PROBLEM DESCRIPTION: Each entry below must be repeated word for word.

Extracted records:
* begin *

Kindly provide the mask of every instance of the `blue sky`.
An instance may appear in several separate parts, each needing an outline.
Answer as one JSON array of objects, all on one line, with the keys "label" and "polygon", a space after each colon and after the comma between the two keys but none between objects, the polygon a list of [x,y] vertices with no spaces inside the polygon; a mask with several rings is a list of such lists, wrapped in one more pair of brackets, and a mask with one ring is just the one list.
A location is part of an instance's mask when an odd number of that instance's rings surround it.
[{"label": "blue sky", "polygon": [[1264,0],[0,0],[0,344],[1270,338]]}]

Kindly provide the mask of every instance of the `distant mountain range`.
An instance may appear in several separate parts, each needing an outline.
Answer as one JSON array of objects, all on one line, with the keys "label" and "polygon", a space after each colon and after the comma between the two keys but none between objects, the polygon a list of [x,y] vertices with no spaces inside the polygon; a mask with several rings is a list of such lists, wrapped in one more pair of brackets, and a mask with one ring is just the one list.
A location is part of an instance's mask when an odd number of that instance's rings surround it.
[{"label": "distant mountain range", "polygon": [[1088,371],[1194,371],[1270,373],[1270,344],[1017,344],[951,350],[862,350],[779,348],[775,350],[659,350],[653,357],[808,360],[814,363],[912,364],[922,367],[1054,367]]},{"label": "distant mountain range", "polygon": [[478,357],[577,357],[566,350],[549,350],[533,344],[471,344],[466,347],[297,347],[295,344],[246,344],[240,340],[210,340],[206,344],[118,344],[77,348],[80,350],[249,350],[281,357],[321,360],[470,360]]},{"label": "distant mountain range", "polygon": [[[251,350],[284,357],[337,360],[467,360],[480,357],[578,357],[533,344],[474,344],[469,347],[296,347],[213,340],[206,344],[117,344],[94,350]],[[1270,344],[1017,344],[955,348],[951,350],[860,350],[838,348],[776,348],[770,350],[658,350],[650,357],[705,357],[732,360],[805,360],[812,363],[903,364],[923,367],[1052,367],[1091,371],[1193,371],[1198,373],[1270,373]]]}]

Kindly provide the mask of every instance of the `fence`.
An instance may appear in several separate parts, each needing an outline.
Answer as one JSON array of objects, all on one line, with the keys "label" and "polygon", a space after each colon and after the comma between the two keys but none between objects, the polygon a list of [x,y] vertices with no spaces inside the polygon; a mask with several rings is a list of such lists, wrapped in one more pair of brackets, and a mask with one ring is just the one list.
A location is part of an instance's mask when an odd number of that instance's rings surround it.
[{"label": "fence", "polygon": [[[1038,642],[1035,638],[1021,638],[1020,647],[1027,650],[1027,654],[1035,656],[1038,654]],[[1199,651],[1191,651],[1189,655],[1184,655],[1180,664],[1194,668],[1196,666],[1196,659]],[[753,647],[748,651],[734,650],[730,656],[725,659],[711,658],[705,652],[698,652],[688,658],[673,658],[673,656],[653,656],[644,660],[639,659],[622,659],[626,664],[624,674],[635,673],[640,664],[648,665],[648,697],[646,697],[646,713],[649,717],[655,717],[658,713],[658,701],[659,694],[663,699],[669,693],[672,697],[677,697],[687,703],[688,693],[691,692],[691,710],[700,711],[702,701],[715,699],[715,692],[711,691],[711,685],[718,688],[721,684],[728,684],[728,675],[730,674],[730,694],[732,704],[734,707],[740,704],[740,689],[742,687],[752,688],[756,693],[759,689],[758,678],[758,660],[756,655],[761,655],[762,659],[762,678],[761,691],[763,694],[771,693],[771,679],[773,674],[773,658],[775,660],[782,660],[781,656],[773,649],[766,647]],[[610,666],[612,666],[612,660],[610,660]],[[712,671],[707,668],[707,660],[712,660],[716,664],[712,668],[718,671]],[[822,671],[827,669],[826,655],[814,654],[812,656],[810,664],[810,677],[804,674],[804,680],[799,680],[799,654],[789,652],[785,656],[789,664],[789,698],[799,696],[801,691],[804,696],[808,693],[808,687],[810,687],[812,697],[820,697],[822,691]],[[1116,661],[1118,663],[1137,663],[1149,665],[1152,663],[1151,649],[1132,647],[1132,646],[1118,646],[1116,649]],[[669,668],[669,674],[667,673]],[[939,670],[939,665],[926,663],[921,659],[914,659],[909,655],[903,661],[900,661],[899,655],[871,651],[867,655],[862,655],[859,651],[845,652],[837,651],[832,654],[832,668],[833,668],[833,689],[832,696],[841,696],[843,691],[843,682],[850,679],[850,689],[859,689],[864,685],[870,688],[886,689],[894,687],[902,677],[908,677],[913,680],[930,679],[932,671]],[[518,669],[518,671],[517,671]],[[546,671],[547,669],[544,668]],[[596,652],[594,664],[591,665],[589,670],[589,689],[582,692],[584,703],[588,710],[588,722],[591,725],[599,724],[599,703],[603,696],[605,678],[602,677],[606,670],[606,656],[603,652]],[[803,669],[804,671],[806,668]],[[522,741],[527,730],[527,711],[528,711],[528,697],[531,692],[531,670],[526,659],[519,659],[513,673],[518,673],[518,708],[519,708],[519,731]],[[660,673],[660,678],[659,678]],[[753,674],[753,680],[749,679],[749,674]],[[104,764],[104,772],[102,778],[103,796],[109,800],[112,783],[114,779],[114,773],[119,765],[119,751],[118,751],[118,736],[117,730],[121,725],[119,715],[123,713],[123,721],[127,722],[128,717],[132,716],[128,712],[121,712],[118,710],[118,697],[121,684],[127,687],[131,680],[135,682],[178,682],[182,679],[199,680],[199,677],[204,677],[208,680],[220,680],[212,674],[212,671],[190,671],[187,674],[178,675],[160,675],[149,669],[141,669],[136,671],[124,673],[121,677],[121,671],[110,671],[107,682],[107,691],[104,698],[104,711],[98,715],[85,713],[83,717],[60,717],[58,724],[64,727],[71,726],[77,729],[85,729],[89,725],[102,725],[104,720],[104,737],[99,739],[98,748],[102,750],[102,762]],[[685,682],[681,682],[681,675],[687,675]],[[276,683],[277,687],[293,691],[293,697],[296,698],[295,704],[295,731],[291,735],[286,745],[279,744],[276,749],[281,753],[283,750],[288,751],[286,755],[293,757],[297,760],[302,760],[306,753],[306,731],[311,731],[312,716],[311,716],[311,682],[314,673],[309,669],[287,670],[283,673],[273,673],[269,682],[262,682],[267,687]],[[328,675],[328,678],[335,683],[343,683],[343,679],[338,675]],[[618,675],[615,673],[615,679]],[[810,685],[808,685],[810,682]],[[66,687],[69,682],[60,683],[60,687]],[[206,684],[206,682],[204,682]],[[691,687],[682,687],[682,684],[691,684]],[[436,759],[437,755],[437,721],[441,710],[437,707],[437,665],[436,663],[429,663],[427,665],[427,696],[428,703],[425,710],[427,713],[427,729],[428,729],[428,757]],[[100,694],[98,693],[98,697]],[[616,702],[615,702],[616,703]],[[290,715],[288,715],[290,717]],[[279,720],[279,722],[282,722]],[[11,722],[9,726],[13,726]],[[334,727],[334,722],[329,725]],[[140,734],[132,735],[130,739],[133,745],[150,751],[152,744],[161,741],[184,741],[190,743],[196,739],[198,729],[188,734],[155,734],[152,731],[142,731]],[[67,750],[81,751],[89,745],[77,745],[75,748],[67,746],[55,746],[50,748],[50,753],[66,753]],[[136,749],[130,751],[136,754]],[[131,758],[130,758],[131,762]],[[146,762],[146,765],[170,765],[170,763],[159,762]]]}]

* end *

COMPLETE OUTPUT:
Kindly provide the mask of every instance of the `blue sky`.
An instance may appear in several separate parts, each needing an outline.
Answer as one JSON array of objects, all on one line, with the keys "label" and "polygon", a space after each colon and after the comma between the two keys but none between objects, the polygon a list of [x,y] vertices with no spaces inside the polygon; a mask with several rings is a list of such lists, wrapped in one more pair of brackets, and a mask with one ring is just the one list.
A location is part of an instance's mask when an odd number of that instance's rings surround it.
[{"label": "blue sky", "polygon": [[1264,0],[0,0],[0,344],[1270,338]]}]

Kindly provide the mask of every instance of the `distant mountain range`.
An instance may appear in several separate parts, each needing an outline.
Answer as one JSON array of objects, all on one line, with the keys "label" and "polygon", a space after each colon and after the comma between the two keys but none between objects, the polygon a list of [x,y] vertices with no spaces inside the polygon; a mask with several rings is a list of such lists, wrapped in one more pair of brackets, and a mask with one ring is just the one list.
A location is part of an instance's mask when an odd number of that instance's rings surround it.
[{"label": "distant mountain range", "polygon": [[1088,371],[1194,371],[1270,373],[1270,344],[1017,344],[951,350],[862,350],[779,348],[775,350],[659,350],[653,357],[808,360],[814,363],[912,364],[922,367],[1054,367]]},{"label": "distant mountain range", "polygon": [[478,357],[577,357],[566,350],[549,350],[533,344],[471,344],[466,347],[297,347],[295,344],[246,344],[240,340],[210,340],[206,344],[118,344],[77,348],[80,350],[249,350],[281,357],[321,360],[470,360]]},{"label": "distant mountain range", "polygon": [[[251,350],[284,357],[337,360],[467,360],[480,357],[578,357],[533,344],[474,344],[469,347],[296,347],[213,340],[206,344],[117,344],[94,350]],[[1270,344],[1017,344],[955,348],[951,350],[860,350],[838,348],[776,348],[770,350],[658,350],[650,357],[705,357],[732,360],[805,360],[812,363],[903,364],[923,367],[1052,367],[1091,371],[1193,371],[1198,373],[1270,373]]]}]

Kindly provide the mask of every instance of the `fence`.
An instance may appear in several separate parts, each needing an outline.
Answer as one JSON array of objects, all on one line, with the keys "label" and "polygon", a space after each colon and after the comma between the two keys but none between objects, the polygon a list of [x,y] vertices with no spaces inside the polygon; a mask with several rings is a list of such lists, wrapped in one more pair of brackets, and a mask with one ring is just the one list.
A location is part of an instance's mask when an odd number of that instance's rings surround it.
[{"label": "fence", "polygon": [[[1038,642],[1035,638],[1021,638],[1020,647],[1027,650],[1027,654],[1035,656],[1038,654]],[[1199,651],[1191,651],[1189,655],[1184,655],[1180,664],[1194,668],[1196,666],[1196,659]],[[753,647],[748,651],[734,650],[730,656],[725,659],[711,658],[705,652],[698,652],[688,658],[673,658],[673,656],[653,656],[644,660],[639,659],[622,659],[626,664],[624,674],[635,673],[640,664],[648,665],[648,697],[646,697],[646,713],[649,717],[655,717],[658,713],[658,701],[659,694],[663,699],[669,693],[672,697],[677,697],[687,703],[688,693],[691,692],[691,710],[700,711],[702,701],[715,699],[715,692],[711,691],[711,685],[718,688],[721,684],[728,684],[728,675],[730,674],[730,694],[732,704],[734,707],[740,704],[740,689],[742,687],[752,688],[756,693],[759,689],[758,678],[758,660],[756,655],[761,655],[762,659],[762,678],[761,691],[763,694],[771,693],[771,679],[773,674],[773,658],[775,660],[782,660],[781,656],[773,649],[766,647]],[[610,666],[612,666],[612,660],[610,660]],[[712,671],[707,668],[707,660],[712,660],[716,664],[712,668],[718,671]],[[822,671],[827,669],[826,655],[814,654],[812,656],[810,664],[810,677],[804,674],[804,680],[799,680],[799,654],[789,652],[785,656],[789,664],[789,698],[799,696],[801,691],[804,696],[808,693],[808,687],[810,687],[812,697],[820,697],[822,691]],[[1116,661],[1118,663],[1137,663],[1149,665],[1152,663],[1151,649],[1132,647],[1132,646],[1118,646],[1116,649]],[[669,668],[669,674],[667,673]],[[939,670],[939,665],[926,663],[921,659],[914,659],[909,655],[903,661],[900,661],[899,655],[871,651],[867,655],[862,655],[859,651],[845,652],[837,651],[832,654],[832,668],[833,668],[833,689],[832,696],[841,696],[843,691],[843,682],[850,679],[850,689],[859,689],[864,685],[870,688],[886,689],[894,687],[902,677],[908,677],[913,680],[930,679],[932,671]],[[518,669],[518,671],[517,671]],[[546,671],[547,669],[544,668]],[[596,652],[594,664],[591,665],[589,670],[589,689],[582,692],[584,703],[588,710],[588,722],[591,725],[599,724],[599,703],[603,696],[605,678],[602,677],[606,670],[606,656],[603,652]],[[803,669],[804,671],[806,668]],[[522,741],[527,730],[527,711],[528,711],[528,697],[531,692],[531,670],[526,659],[519,659],[513,673],[518,673],[518,708],[519,708],[519,731]],[[660,673],[660,678],[659,678]],[[753,674],[753,680],[749,679],[749,674]],[[104,764],[104,772],[102,778],[103,796],[109,800],[112,783],[114,779],[114,773],[119,765],[119,751],[118,751],[118,736],[117,730],[121,725],[119,715],[123,713],[123,721],[127,722],[128,717],[132,716],[128,712],[121,712],[118,710],[118,697],[121,684],[127,687],[131,680],[135,682],[178,682],[182,679],[199,680],[199,677],[204,677],[208,680],[220,680],[212,674],[212,671],[190,671],[187,674],[178,675],[160,675],[149,669],[141,669],[136,671],[124,673],[121,677],[121,671],[110,671],[107,682],[107,691],[104,698],[104,711],[98,715],[85,713],[83,717],[60,717],[58,724],[64,727],[71,726],[77,729],[85,729],[89,725],[102,725],[104,720],[104,737],[99,739],[98,748],[102,750],[102,762]],[[685,682],[681,682],[681,675],[687,675]],[[276,683],[277,687],[293,691],[293,697],[296,698],[295,704],[295,731],[291,735],[286,745],[279,744],[276,749],[281,753],[283,750],[288,751],[286,755],[293,757],[297,760],[302,760],[306,753],[306,731],[311,731],[312,716],[311,716],[311,682],[314,673],[309,669],[287,670],[283,673],[273,673],[269,682],[262,682],[267,687]],[[328,675],[328,678],[335,683],[343,683],[343,679],[338,675]],[[618,675],[615,673],[615,679]],[[810,685],[808,685],[810,682]],[[66,687],[69,682],[60,683],[60,687]],[[206,684],[206,682],[204,682]],[[691,687],[682,687],[682,684],[691,684]],[[436,759],[437,755],[437,721],[441,710],[437,707],[437,665],[436,663],[429,663],[427,665],[427,696],[428,703],[425,710],[427,713],[427,729],[428,729],[428,757]],[[100,694],[98,693],[98,697]],[[616,702],[615,702],[616,703]],[[290,715],[288,715],[290,717]],[[279,720],[279,722],[282,722]],[[11,722],[9,726],[13,726]],[[334,727],[334,722],[329,725]],[[140,734],[132,735],[130,739],[133,745],[150,751],[152,744],[161,741],[184,741],[190,743],[196,739],[198,729],[188,734],[155,734],[152,731],[142,731]],[[67,750],[81,751],[89,745],[77,745],[75,748],[67,746],[55,746],[50,748],[50,753],[66,753]],[[136,749],[130,751],[136,754]],[[131,758],[130,758],[131,762]],[[146,762],[146,765],[170,765],[170,763],[159,762]]]}]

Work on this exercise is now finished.